>>>>>

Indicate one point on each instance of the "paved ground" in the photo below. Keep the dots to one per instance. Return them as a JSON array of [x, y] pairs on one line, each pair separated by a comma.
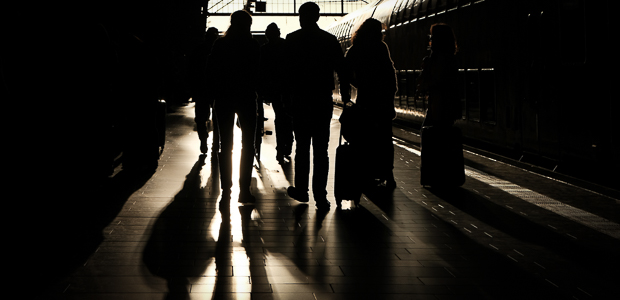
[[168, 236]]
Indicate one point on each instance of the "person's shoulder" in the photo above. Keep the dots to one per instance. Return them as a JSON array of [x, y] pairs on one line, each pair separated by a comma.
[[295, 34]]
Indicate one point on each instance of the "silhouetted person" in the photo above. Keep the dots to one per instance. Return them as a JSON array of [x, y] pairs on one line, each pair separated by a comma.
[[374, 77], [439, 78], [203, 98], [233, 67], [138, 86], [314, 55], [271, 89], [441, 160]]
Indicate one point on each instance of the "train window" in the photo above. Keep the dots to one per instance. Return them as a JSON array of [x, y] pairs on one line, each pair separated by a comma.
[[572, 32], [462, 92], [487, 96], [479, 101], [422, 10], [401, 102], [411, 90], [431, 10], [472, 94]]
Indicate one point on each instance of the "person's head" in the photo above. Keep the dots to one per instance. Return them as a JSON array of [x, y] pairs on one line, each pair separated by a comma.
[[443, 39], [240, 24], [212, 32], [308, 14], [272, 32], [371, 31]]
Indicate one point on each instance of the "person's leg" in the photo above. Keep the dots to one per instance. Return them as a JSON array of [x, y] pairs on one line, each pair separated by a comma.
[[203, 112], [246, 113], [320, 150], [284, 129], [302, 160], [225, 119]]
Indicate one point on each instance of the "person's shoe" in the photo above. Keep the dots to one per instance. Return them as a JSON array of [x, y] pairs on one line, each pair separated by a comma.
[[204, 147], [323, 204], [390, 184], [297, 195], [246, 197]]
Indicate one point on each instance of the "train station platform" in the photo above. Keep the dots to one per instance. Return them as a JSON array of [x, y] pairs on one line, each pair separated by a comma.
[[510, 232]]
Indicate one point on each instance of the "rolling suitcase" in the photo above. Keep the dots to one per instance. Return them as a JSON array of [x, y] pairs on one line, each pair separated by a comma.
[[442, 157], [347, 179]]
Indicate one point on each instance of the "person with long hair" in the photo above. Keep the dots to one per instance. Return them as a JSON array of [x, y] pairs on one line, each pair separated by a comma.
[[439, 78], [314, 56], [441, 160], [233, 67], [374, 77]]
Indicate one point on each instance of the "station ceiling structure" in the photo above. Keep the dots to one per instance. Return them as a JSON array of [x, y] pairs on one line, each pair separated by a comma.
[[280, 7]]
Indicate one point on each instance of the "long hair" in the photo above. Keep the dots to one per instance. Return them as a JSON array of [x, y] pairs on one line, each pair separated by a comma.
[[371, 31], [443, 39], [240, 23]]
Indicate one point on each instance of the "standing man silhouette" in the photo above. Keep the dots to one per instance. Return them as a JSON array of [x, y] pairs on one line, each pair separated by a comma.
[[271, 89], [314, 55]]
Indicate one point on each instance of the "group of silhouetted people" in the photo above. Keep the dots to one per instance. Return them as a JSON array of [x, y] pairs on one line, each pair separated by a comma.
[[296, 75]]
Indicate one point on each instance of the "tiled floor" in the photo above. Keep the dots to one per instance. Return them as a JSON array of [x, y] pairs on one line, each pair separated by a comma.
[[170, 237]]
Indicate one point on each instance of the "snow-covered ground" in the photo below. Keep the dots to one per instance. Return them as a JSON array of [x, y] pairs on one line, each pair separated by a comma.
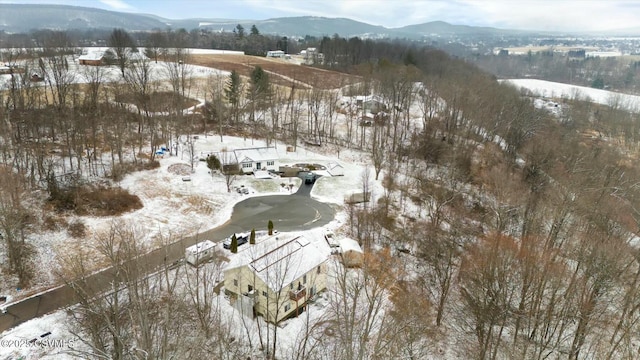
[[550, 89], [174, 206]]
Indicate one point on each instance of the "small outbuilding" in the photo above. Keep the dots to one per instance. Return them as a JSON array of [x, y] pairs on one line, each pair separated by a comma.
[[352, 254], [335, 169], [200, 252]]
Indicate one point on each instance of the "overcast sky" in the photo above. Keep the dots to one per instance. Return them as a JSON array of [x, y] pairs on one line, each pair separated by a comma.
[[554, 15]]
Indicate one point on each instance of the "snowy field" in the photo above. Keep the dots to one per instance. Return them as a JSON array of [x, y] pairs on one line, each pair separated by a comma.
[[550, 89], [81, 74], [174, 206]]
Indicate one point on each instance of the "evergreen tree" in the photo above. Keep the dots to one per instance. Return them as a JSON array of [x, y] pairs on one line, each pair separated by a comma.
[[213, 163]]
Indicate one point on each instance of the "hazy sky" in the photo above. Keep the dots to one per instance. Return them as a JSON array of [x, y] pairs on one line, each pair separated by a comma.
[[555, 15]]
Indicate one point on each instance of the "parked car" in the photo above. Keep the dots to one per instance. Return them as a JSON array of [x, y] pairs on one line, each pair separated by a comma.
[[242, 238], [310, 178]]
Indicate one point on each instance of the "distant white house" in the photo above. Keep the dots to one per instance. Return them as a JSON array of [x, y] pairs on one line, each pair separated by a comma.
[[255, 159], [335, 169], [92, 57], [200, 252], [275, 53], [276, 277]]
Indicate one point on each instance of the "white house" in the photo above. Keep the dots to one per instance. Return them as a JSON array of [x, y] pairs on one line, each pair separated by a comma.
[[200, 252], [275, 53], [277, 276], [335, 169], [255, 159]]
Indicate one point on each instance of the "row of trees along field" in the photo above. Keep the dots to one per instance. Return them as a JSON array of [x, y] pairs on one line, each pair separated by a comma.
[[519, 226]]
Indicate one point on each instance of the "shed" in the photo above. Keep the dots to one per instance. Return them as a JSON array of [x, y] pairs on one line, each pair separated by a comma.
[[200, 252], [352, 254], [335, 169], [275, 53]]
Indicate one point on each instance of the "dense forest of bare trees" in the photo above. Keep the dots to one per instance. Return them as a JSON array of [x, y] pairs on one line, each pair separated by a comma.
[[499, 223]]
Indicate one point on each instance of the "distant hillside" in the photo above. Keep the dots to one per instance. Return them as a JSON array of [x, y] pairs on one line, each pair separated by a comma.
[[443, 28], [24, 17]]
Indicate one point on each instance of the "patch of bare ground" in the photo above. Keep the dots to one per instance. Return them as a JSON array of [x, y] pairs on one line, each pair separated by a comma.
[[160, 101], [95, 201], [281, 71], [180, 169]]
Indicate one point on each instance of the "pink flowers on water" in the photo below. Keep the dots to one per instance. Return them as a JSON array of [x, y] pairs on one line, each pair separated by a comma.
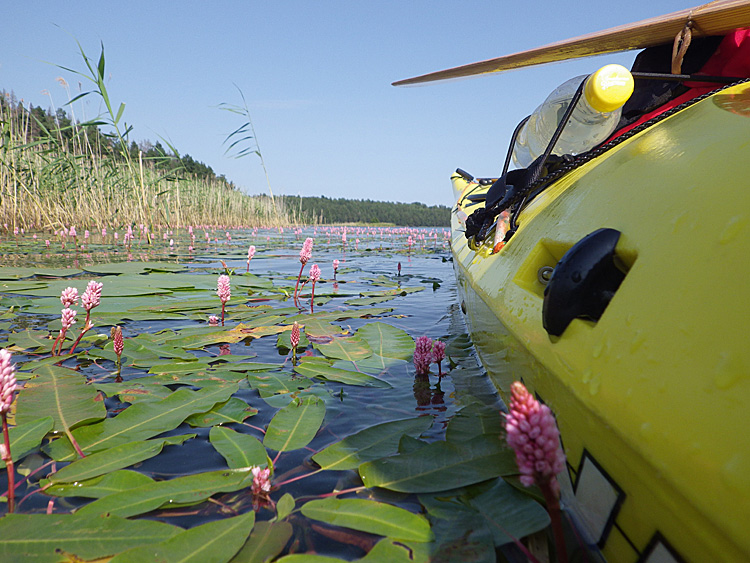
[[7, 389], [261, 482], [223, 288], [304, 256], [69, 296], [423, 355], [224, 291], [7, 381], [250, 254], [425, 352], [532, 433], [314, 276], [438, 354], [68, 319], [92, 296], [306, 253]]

<<<<<

→ To be done:
Reproduce the data word for word, starting at its very beginning and ending with the line that contains "10], [472, 94]]". Leave the pictures out.

→ Response to the task:
Indicate one point on each instance of the "paved ground" in the photo below. Keep the dots to one per instance. Return them as a JSON array of [x, y] pairs on one line, each pair separated by a comma.
[[168, 236]]
Indicate one point on each instance of the "person's shoulder" in the photo above. Keep the dots to one per instance. Return them as a JSON array of [x, y] pairs on one line, each pair separated by a comma.
[[295, 34]]
Indicate one point on each instance of the "silhouetted person" in the photo above. Keep the dots to one per instance. Return them as a JSON array of [x, y] pairs on one line, each pair separated by a comma.
[[374, 77], [439, 78], [203, 98], [233, 67], [138, 86], [314, 55], [271, 89], [441, 160]]
Indicate one point on each instance of the "train window" in the photo above. Keep the dots to one per instance. Return them as a JSON array of [x, y] pairs on one line, each pair separated by a comma.
[[572, 32], [462, 92], [487, 96], [479, 101], [422, 10], [401, 102], [411, 90], [431, 10], [472, 94]]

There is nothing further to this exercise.